Copy out, in full, each line of the items below that contains the word "wheel".

## Source material:
* Start *

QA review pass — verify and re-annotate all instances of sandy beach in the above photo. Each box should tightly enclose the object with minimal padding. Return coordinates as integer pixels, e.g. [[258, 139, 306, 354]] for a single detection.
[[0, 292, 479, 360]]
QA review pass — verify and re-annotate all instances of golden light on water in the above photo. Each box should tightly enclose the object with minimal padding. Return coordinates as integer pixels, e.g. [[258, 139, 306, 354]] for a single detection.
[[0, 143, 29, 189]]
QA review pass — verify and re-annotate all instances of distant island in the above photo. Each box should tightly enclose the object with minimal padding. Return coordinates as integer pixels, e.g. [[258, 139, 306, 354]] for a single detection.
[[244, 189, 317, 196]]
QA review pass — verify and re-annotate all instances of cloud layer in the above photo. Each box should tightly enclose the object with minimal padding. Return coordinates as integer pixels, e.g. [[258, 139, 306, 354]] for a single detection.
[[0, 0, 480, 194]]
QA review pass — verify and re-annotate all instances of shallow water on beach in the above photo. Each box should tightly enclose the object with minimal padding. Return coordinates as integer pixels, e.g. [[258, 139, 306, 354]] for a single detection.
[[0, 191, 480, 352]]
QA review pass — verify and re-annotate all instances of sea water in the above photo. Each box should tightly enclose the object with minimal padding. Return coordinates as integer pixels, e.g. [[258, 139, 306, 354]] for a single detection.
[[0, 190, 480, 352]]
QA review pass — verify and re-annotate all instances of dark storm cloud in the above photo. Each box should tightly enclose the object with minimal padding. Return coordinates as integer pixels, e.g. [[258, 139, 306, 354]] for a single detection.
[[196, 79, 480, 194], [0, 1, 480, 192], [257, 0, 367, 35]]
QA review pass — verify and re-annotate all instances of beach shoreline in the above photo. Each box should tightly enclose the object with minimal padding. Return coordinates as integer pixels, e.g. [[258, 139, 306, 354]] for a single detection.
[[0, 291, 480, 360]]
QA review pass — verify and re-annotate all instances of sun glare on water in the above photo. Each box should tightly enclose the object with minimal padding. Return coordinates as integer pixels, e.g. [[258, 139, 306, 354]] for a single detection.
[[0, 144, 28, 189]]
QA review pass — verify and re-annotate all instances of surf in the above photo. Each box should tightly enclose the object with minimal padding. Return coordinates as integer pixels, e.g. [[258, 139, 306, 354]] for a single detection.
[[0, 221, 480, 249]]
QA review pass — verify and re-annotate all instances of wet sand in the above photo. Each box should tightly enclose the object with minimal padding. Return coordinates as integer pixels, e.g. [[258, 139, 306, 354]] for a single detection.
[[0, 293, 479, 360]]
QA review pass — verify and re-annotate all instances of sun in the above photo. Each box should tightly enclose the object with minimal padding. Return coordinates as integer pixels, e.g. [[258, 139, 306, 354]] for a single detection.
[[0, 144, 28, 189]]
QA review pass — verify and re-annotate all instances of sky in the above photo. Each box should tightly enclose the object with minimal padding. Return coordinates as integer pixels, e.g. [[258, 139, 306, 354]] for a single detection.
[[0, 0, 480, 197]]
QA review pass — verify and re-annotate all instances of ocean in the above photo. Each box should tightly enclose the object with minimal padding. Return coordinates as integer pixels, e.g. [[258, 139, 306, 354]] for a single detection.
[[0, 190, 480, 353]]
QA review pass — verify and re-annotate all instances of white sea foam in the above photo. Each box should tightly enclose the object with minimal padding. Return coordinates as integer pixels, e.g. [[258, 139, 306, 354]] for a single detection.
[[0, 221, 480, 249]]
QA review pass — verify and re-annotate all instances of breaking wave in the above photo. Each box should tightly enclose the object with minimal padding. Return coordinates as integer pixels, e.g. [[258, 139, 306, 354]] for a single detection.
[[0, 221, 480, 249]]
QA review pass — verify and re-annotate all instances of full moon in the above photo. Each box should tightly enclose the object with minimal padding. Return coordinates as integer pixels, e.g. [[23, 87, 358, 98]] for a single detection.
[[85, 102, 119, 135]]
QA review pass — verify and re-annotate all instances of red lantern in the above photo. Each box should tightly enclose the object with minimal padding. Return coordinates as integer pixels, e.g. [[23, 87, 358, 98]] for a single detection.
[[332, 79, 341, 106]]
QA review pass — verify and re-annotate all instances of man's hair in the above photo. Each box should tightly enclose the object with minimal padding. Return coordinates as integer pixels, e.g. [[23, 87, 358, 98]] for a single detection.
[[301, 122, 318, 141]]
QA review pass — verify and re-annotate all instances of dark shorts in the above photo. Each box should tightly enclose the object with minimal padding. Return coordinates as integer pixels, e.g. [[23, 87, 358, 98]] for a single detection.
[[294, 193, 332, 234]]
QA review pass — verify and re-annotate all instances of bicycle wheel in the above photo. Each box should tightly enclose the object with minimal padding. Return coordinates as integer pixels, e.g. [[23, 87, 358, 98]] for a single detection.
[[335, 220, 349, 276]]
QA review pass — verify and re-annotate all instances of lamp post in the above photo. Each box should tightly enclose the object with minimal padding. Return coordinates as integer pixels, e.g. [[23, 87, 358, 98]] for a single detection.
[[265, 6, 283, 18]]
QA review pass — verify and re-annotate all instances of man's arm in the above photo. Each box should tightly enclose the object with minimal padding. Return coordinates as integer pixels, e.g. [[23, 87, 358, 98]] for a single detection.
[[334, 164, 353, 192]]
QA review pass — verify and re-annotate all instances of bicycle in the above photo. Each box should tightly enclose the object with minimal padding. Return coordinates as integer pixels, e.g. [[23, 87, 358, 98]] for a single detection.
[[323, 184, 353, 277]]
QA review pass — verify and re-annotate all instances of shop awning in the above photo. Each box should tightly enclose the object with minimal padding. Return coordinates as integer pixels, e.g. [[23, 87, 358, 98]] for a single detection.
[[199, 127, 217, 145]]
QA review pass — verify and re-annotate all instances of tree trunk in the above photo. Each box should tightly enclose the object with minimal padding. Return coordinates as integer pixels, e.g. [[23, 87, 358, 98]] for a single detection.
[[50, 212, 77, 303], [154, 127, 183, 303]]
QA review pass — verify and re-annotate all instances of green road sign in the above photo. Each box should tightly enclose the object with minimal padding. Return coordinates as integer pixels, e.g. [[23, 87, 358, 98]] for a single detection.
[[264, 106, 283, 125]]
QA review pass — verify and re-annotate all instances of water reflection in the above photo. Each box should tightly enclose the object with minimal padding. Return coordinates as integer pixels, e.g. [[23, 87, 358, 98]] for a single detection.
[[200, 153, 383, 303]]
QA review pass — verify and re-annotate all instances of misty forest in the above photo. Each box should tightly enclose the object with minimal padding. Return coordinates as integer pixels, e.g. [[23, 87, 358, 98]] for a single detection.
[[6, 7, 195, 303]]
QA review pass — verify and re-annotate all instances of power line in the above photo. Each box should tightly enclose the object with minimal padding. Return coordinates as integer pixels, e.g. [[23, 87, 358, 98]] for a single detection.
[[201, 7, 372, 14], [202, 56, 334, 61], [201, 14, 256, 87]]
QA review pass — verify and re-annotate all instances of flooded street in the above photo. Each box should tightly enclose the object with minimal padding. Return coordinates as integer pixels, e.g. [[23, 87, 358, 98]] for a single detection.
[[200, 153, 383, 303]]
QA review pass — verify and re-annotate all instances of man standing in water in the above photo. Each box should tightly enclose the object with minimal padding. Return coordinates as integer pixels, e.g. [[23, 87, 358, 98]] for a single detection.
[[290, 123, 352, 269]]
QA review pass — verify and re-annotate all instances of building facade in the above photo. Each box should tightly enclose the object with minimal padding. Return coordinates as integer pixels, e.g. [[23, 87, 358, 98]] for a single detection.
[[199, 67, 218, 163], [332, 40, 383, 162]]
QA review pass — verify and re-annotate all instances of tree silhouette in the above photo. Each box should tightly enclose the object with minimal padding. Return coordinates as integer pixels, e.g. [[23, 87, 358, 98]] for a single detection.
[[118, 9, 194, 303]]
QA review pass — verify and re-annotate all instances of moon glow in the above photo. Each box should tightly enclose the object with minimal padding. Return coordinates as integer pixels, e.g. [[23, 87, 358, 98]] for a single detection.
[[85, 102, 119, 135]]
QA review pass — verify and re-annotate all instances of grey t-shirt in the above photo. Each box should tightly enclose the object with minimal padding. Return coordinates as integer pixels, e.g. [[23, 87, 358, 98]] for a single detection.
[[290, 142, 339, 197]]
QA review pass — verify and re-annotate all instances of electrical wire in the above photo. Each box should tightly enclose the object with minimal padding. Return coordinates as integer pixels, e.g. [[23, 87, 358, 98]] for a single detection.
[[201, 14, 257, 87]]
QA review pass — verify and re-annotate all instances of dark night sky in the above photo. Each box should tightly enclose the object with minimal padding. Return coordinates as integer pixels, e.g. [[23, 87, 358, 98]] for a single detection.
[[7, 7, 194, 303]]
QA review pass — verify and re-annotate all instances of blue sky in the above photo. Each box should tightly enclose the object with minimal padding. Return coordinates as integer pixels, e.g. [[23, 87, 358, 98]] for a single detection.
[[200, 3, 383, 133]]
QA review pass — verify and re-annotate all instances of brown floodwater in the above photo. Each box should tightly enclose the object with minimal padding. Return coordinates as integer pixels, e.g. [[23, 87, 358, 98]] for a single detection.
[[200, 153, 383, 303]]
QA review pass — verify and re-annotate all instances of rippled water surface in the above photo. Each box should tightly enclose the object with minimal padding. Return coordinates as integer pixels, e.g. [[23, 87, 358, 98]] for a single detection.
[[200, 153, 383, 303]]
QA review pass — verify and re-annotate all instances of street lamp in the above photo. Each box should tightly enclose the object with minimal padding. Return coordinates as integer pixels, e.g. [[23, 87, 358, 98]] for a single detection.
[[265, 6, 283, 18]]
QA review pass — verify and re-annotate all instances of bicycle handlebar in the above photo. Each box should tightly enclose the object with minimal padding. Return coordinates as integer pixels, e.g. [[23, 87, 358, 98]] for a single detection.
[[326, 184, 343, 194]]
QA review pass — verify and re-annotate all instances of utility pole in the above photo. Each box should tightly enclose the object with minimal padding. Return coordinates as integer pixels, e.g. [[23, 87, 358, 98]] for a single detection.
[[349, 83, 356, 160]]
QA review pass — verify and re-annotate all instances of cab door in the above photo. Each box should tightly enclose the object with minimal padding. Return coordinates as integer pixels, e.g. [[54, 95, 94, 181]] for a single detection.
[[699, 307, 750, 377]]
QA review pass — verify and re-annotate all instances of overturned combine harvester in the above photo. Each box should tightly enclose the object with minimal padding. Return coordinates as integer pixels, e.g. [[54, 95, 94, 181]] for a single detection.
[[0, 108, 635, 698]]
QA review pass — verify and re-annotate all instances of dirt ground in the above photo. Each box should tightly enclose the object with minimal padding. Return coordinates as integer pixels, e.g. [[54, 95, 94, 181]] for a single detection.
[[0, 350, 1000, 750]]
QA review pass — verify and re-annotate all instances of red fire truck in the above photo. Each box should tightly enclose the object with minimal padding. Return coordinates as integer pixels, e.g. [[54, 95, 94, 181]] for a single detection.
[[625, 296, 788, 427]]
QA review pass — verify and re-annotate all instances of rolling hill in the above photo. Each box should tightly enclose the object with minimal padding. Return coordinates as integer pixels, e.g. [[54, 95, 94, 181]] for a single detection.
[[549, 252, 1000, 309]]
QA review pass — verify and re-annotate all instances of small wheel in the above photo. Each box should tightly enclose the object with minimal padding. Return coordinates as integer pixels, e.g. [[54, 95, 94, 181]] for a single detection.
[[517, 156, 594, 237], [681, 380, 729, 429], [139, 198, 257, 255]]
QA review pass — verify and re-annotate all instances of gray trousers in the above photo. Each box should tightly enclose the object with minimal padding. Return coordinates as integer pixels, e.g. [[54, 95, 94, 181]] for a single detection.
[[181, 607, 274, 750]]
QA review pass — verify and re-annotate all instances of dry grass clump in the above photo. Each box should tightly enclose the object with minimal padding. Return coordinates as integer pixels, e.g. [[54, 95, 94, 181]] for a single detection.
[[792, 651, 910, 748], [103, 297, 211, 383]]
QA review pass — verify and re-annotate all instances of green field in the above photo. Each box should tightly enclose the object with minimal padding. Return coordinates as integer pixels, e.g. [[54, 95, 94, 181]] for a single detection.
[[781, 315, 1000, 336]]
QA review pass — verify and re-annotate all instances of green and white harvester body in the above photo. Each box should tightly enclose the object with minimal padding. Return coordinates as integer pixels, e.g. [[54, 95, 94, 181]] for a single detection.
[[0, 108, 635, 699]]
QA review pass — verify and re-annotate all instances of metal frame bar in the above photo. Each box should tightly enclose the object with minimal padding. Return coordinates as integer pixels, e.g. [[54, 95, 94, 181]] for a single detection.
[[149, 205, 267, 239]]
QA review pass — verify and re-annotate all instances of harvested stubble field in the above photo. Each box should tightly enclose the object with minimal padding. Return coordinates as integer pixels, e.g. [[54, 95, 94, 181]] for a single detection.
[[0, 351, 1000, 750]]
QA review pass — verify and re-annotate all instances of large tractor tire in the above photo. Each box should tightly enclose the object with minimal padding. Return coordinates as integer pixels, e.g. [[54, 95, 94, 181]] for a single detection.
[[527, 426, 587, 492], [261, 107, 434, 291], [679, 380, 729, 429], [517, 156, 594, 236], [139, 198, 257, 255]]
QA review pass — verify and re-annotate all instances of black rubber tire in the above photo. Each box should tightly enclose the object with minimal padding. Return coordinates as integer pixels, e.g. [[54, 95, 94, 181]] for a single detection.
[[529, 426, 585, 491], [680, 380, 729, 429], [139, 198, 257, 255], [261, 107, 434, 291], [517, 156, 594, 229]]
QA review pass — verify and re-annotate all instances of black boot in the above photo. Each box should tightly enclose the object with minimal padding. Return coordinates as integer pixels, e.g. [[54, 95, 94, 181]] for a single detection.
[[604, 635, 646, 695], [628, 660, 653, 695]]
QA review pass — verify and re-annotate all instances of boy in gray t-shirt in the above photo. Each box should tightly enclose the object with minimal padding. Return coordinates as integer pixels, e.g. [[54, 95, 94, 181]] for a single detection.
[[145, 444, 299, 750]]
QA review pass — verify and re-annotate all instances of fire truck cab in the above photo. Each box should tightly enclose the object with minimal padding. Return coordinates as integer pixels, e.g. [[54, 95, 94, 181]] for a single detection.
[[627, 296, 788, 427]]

* End *

## Exercise result:
QA review pass — verify and re-annotate all instances of bicycle wheel in the above photo. Each box should tightly enclose the object with minimal padding. Return coordinates as integer pixels, e.g. [[23, 87, 358, 98]] for a single detection.
QA review pass — verify and re-annotate all instances of small wheel in the above photo. Each box should tightly enclose the object with minimal padding. Return coordinates as integer pixels, e.g. [[54, 95, 94, 181]] for a single detection.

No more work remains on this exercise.